DATA PROVIDED:

BEGIN

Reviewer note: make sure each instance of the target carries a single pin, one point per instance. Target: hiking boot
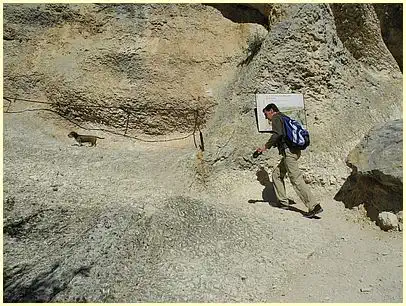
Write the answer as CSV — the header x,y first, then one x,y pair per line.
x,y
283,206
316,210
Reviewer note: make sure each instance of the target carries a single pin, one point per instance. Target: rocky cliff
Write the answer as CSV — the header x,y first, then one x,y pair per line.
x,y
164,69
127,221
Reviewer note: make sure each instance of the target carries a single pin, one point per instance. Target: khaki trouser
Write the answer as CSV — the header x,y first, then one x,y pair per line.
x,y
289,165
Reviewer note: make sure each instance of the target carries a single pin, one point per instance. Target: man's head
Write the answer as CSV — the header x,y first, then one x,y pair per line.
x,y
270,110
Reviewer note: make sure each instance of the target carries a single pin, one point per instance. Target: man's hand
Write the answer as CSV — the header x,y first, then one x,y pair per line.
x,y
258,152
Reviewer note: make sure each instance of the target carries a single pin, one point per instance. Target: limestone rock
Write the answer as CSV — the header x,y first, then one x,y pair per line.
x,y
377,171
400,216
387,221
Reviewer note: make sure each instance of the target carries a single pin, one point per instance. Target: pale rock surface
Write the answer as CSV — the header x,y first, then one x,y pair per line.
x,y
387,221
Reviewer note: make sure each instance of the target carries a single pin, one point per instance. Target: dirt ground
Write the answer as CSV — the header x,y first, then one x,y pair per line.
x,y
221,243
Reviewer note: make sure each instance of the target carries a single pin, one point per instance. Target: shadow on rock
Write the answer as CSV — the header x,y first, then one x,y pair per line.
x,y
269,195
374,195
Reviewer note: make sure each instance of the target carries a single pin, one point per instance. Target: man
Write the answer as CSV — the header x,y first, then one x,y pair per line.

END

TO DO:
Put every line of the listing above into a JSON list of strings, one string per line. Skip blank lines and leave the pictures out.

THE RESPONSE:
[
  "Reviewer note: make sure each instance of the target carries a single pin, one point per instance. Target: hiking boot",
  "Write the answer as CSV — the header x,y first, then one x,y pair per line.",
  "x,y",
  "283,206",
  "316,210",
  "Reviewer note: make sure each instance of the target carries a single pin, one point per instance. Target: rocky cliff",
  "Write the answer as CSV — the header x,y first, then one x,y pair per line.",
  "x,y",
  "164,69",
  "127,221",
  "Reviewer note: make sure each instance of the target carries a single pin, one point per instance. Target: khaki trouser",
  "Write the answer as CSV — the header x,y first, then one x,y pair per line.",
  "x,y",
  "289,165",
  "Reviewer note: make sure each instance of the target carries a single pin, one point per instance. Target: man's head",
  "Write the answer as CSV — the header x,y first, then one x,y pair per line.",
  "x,y",
  "270,110",
  "Reviewer note: make sure each instance of the target carries a single pin, one point per instance. Target: man's hand",
  "Write the answer as CSV — the header x,y first, then one x,y pair per line.",
  "x,y",
  "258,152",
  "Reviewer note: make sure each instance of the target carries a single pin, one point per instance. Target: limestone rock",
  "Write the answer as CSV — the header x,y first, then one x,y pair per line.",
  "x,y",
  "377,171",
  "400,216",
  "387,221",
  "Reviewer note: make sure each instance of the target carries a single pin, one point per instance. Target: pale rock surface",
  "Write the answer as CSV — the header x,y first, then one x,y pair per line.",
  "x,y",
  "387,221",
  "Reviewer note: make sure each instance of the target carries a single pin, one point per instance. Target: dirt ground",
  "Write the answer as CSV — the header x,y first, then one x,y pair per line.",
  "x,y",
  "221,243",
  "Reviewer note: make sure each instance of the target carries a single pin, one point per instance. Target: shadow on rock",
  "Write the answer as CSV — the header x,y first, then one x,y pair per line.",
  "x,y",
  "269,195",
  "374,195",
  "Reviewer note: make sure each instance of the target carries a single pin, one point per instance. Target: man",
  "Write the answer as CSV — the header x,y first, then one x,y pair per line."
]